>> start Document

# Micro Poon Flies



## tailwalk (Nov 20, 2016)

The one in my avatar ate a little toad fly tied on a #2 sl12. I'll see if I can figure out how to post a pic. Don't have photobucket or anything. Basically though I just tie smaller versions of the same flies used for the big girls.


----------



## tailwalk (Nov 20, 2016)

View attachment 3690


----------



## tailwalk (Nov 20, 2016)

Cool, it worked! second time I've said that about that fly now, haha


----------



## bananabob (Jun 3, 2015)

>> end Document
>> start Data rows

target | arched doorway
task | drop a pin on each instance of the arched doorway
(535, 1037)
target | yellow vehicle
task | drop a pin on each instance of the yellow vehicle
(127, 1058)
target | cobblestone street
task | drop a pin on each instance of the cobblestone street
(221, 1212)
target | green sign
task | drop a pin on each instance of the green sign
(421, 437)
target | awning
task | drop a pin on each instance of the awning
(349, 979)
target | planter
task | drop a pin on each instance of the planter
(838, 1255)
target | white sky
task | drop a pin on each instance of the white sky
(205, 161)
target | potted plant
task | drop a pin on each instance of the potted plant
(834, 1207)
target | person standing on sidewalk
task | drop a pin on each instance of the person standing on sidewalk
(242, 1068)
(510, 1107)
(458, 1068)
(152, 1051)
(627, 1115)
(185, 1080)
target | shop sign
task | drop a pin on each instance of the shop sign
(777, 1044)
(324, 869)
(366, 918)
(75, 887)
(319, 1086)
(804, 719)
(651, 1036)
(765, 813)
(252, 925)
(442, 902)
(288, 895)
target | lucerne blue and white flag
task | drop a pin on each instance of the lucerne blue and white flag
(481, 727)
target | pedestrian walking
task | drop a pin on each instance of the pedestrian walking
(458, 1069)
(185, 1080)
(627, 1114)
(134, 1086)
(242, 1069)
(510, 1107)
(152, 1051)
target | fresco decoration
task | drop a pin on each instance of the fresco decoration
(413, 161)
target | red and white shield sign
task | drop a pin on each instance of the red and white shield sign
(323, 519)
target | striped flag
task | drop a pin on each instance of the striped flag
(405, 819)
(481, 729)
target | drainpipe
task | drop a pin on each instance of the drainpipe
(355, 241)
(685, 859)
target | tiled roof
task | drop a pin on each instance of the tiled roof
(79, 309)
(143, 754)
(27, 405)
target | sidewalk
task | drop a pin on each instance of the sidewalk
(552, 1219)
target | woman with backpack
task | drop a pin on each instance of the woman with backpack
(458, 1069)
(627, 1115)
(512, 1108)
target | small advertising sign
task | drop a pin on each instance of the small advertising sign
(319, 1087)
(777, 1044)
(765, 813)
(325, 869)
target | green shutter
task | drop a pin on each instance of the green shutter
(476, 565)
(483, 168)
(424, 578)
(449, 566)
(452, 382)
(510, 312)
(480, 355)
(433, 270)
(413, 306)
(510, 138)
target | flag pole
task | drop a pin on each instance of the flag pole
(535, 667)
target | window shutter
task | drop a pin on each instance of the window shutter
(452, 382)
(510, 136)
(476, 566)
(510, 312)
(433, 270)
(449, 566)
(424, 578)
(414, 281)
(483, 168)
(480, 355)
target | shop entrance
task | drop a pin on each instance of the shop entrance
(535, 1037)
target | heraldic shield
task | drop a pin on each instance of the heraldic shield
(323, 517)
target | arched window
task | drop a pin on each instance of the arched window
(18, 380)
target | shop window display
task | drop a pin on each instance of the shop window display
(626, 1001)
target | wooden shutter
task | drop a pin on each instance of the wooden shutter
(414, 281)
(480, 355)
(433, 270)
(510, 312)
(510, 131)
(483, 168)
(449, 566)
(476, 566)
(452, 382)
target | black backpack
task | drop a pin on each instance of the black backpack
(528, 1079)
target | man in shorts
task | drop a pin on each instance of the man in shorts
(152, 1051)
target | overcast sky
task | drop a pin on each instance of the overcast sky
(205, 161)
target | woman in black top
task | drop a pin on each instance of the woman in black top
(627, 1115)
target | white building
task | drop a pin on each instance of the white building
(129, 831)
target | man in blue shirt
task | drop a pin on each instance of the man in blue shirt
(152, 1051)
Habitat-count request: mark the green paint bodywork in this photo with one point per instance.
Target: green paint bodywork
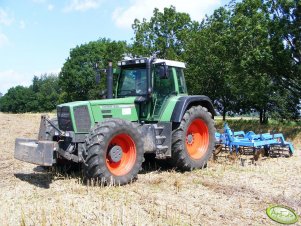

>> end Data rows

= Prompt =
Duplicate the part of the micro poon flies thread that begins with the words containing "# Micro Poon" and ends with "the big girls.".

= Reply =
# Micro Poon Flies



## tailwalk (Nov 20, 2016)

The one in my avatar ate a little toad fly tied on a #2 sl12. I'll see if I can figure out how to post a pic. Don't have photobucket or anything. Basically though I just tie smaller versions of the same flies used for the big girls.